--- Start ---

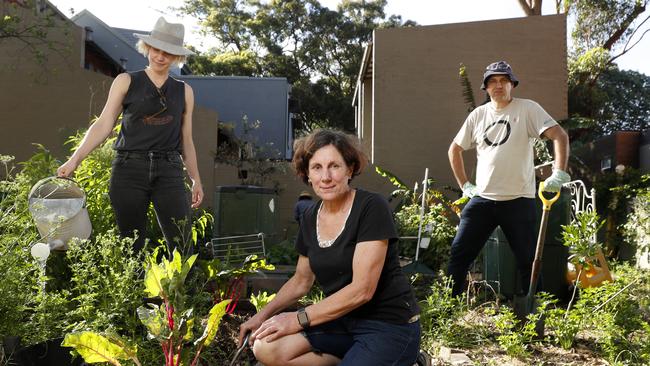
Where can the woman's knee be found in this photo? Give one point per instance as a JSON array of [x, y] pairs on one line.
[[268, 353]]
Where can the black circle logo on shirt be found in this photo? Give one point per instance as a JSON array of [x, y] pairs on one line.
[[491, 127]]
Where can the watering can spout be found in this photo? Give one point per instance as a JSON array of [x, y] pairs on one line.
[[58, 207]]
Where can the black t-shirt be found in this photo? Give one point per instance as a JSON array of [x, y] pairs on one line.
[[370, 219], [151, 117]]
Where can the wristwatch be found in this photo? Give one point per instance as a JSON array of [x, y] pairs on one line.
[[303, 318]]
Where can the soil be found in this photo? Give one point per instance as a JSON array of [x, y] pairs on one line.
[[486, 354]]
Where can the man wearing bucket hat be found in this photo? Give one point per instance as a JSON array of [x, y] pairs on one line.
[[503, 132], [154, 142]]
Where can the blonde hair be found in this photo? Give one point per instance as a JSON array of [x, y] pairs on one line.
[[143, 48]]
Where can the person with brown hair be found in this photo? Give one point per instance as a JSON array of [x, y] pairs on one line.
[[348, 243], [154, 142], [304, 202]]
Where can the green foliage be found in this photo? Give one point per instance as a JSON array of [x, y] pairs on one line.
[[95, 348], [20, 271], [439, 313], [317, 49], [514, 337], [172, 323], [602, 32], [224, 276], [261, 300], [36, 31], [93, 176], [468, 91], [617, 313], [637, 228], [616, 191], [436, 220], [580, 237], [282, 253], [603, 23], [564, 323], [105, 283]]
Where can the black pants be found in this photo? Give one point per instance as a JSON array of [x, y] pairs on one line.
[[478, 220], [139, 178]]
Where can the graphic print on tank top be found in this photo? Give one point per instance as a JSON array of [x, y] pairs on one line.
[[497, 133]]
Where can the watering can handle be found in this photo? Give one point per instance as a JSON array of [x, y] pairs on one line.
[[40, 182], [545, 201]]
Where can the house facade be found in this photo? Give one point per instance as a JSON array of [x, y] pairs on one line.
[[409, 103]]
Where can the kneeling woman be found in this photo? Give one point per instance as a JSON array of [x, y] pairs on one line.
[[348, 243]]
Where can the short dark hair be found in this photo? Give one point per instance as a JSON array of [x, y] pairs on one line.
[[347, 145]]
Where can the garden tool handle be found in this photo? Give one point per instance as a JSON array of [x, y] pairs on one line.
[[241, 348], [547, 203]]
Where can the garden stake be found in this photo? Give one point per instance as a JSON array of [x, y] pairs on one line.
[[240, 349], [528, 305]]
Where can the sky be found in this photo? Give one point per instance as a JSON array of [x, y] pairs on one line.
[[142, 15]]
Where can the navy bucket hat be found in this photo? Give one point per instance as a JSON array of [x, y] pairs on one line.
[[499, 68]]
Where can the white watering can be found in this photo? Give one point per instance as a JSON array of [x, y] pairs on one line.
[[58, 207]]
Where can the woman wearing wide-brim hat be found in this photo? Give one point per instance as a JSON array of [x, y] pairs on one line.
[[154, 143]]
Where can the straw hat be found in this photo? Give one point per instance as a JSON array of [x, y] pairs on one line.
[[167, 37]]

--- End ---

_Exercise prompt_
Give every one of the records again with "watering can" changed to "sprinkling can" and everything else unchanged, and leave the pictures out.

_Full answer_
Where can the woman's knee be found in this photo? Give one point per instance as a JSON array of [x, y] pairs on one line.
[[268, 353]]
Where can the black circle logo on shirt be found in this photo? Give one point per instance as a JSON array of [x, y] pairs on one line.
[[491, 127]]
Where can the sprinkling can spout be found in this photo? Give one point per instance as a JSON array of [x, y] pairs on one line.
[[58, 207]]
Where can the black t-shirt be found in this photo? Give one point per instance as a JSON array of [x, y] pairs on one line.
[[370, 219], [151, 117]]
Where can the wristwatch be found in this photo? Give one point per instance as a JSON array of [x, y] pairs on one line.
[[303, 318]]
Where can the soil be found in this photo? Give one point per instance as a JSON array of [x, y] pairs on one line.
[[486, 354]]
Where can the man wearing bucket hat be found in this photo? Give one point per instance as a JSON array of [x, y] pairs on one line.
[[503, 132], [154, 142]]
Where can the blonde hair be found in this photo? Give one point per instance as a JSON array of [x, y] pairs on one line.
[[143, 48]]
Where can the person with brown hair be found in this photo? Give one point per instance as a JSON array of [x, y] pairs on one line.
[[348, 243], [154, 142], [304, 202]]
Where can the green foliage be found in this photo? Give one point per instance as a JSON array of [x, y] pairs on one line.
[[95, 348], [20, 271], [439, 313], [317, 49], [514, 337], [172, 323], [602, 32], [224, 276], [261, 300], [36, 31], [93, 176], [468, 91], [617, 313], [637, 228], [616, 191], [436, 220], [580, 237], [282, 253], [603, 23], [564, 323], [105, 283]]
Where can the black pants be found in this photo? Give one point per instance as a JSON array of [x, y] pairs on one line.
[[478, 220], [139, 178]]
Where can the graphic print on tank top be found in this photo? Give one point per instance as a JSON array of [x, y] pairs on one line.
[[497, 133]]
Where can the sprinkling can handle be found in this photo? Give one point per instance as a JSON array of [x, y] pairs on one line.
[[40, 182], [545, 201]]
Where can the house facade be found in this photo? Give one point per instance as a JSON array of [x, y] pairs on one line.
[[409, 103]]
Where can the kneeling woman be found in this photo? Give one point per instance as a JSON array of [x, y] pairs on one line.
[[348, 243]]
Where can the short dark hair be found in this photo? Give one point per instance as a JSON array of [x, y] pairs on one line.
[[347, 145]]
Where can the garden tool handle be found in this photo? Give one point per instance as a JSON array of [x, y] pairs on one line.
[[241, 348], [547, 203]]
Where can the garden stake be found in this photo? Give one point per instance as a JSON array of [x, y] pairs on one line.
[[240, 349], [528, 305]]
Where can the sky be found in this photo? Give one point per instance as a JSON array of [x, y] pairs on one line.
[[142, 15]]
Where can the navy bucket hat be found in this photo? Give one point per instance as a JSON array of [x, y] pairs on one line.
[[499, 68]]
Where can the white sprinkling can be found in this photo? Give one point per instance as a JSON array of [x, y] pairs on one line.
[[58, 207]]
Where can the woman wearing wide-brim hat be found in this photo? Give one point per instance as a JSON array of [x, y] pairs on one line.
[[154, 143]]
Where can the straw hat be found in this photo? Give one point per instance as a JSON array of [x, y] pairs on one line.
[[167, 37]]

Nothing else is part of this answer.